> [Text shown]
• • • •

Complimentary Coffee
BCYOB (bring chilled your own bottle, no corkage fee)
Seating is at 7:00 p.m.
Cost of the four-course dinner is $25 and includes all taxes and gratuities.

Sunday, July 19, 2009
Not Calorie Counting Here

Mushroom, artichoke heart, pesto and goat cheese pizza from Central Market. They never put enough stuff on so additional mushrooms, sauteed with garlic in butter, were added along with extra goat cheese, pesto sauce and parmesan cheese. If you are going to eat decadently you might as well go all the way.
How far is "all the way"? Dessert was Key Lime Pie Ice Cream (Susan) and Hot Fudge Sauce on Vanilla (me).
Saturday, May 16, 2009
New York City, Part Two

Usually the Porcupine Cakes are little miniatures, just right for the two of us to split. But sometimes they just have the large one, suitable for frenzied attack. That's why the refrigerator is important because when you want Porcupine Cake for breakfast too..... Diligent as Susan is with the camera, this cake was already whacked into before she decided to catch her breath and take the picture.
Inside is very light and fluffy chocoate mousse and whipped cream filling, the outside is crisp chocolate g-something, twisted up into little curls. Silly as the cake looks, I like eating it, too, much to Susan's disappointment.
Was there anything else important we saw in New York City besides cake? Yes, but my Blog Wrangler is wandering off whining about missing her cake so you'll have to wait a day or so.
Tuesday, April 7, 2009
Indulging Yourself

"It's been a depressing winter, and there's nothing wrong with indulging yourself a little."
---- Ran Kivetz, a business professor at Columbia University, on people being so worried about saving money that they miss out on life's pleasures.
We went to the Round Top/Warrenton Antique/Flea Market a few days ago. Parking is always tough but we watch out for the Funnel Cake truck and park near there. The Market happens only twice a year and we don't go everytime but when we do, Susan MUST have a funnel cake. That's the only time she ever eats one. Yep, just as it looks like in the pictures below, cooked in an obscene amount of grease. Covered with powdered sugar. Eaten with fingers. This year the wind was blowing really hard so she anchored it down with the plastic knife. And then did her indulging. She didn't share and I didn't dare ask.


Tuesday, December 30, 2008
Frisky Pop

Susan speaks:
My best gift from Don was my new "Frisky Pop".

• • • •

> [Dataset extract]

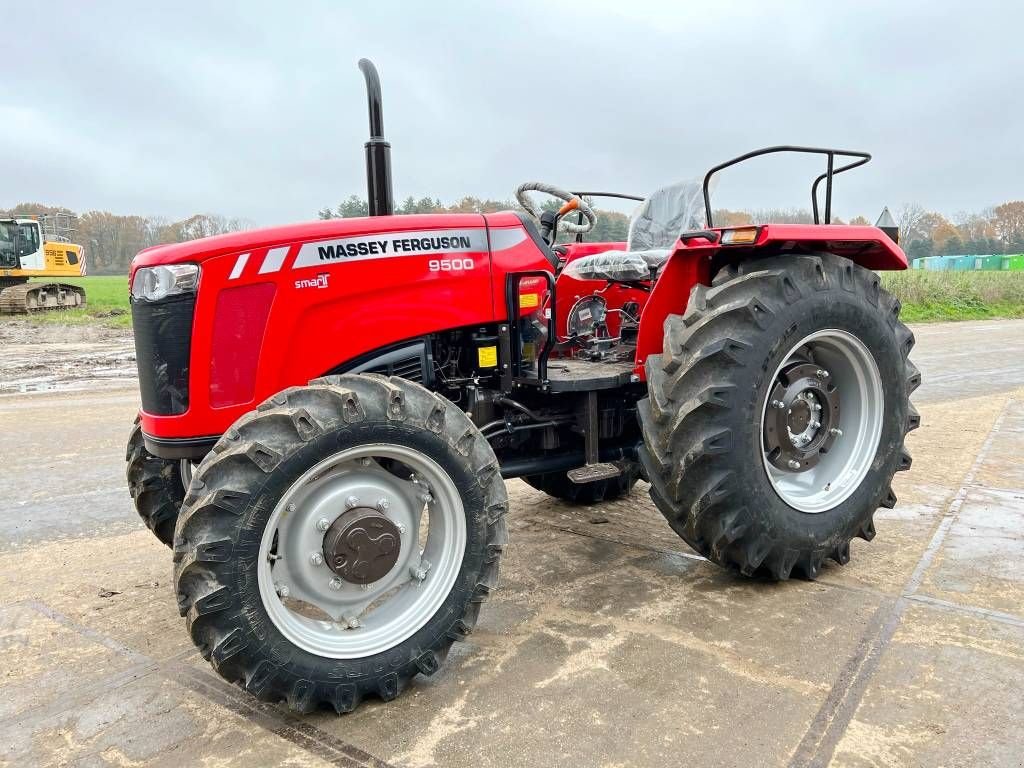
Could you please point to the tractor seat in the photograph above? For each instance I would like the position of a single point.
(619, 266)
(654, 227)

• • • •

> [Tasks for this exercise]
**A.** List every dated post title in the food blog text.
**B.** Pick up the food blog text after its final sentence and keep writing it.
The material isn't needed for this.

> [Answers provided]
**A.**
Not Calorie Counting Here
New York City, Part Two
Indulging Yourself
Frisky Pop

**B.**
Yeah, yeah, they call it something else but that's because they don't know any better. I'm a big popcorn fan and got real ticked off at Orville R when he changed the size of the microwave sacks down from 3.5 ounces to 3.3 ounces. And didn't tell me and definitely didn't lower the price. I KNOW he did this because when we make popcorn it always goes in the same special popcorn bowls, always up to the top edge with just enough room to stir in the salt and sugar. All of the sudden, the popcorn didn't go up to the top edge. Did Orville think I wouldn't notice? Does he think size doesn't matter when it comes to food? Who does he think he's fooling?
Sugar on your popcorn? Probably you should not do it because once you do, you'll never stop. Although popcorn is good for you (lots of fiber), sugar is not so good for you. But, as we are constantly under Homeland Security's Red/Orange/Yellow/Purple/Blue/Whatever alert, which we all know means "Eat dessert first", I say just go for it.
Now that I've had real popcorn, popped as I slowly whirled it in my "Frisky Pop", I'll never go back to microwave again. I had forgotten how good real popcorn tastes! It's sort of like the difference in taste between the tomato you bought in the store and the warm tomato you just picked off the vine and bit into.
[Nope, no affiliation with the Whirley-Pop makers. Don got mine at BedBathBeyond but they are about the same price at Amazon, where they have a very high review rating.]
Sunday, July 6, 2008
Susan Doesn't Like Fruit

Susan doesn't like fruit, especially not fruit juice. She firmly believes that 9 grapes meet the recommended 9 servings a day of fruit and vegetables. So I lure her into eating fruit by making her "designer" breakfasts every morning, which she will eat, as long as I don't try to sneak in prunes. At least she doesn't try to convince me that guacamole is a green vegetable.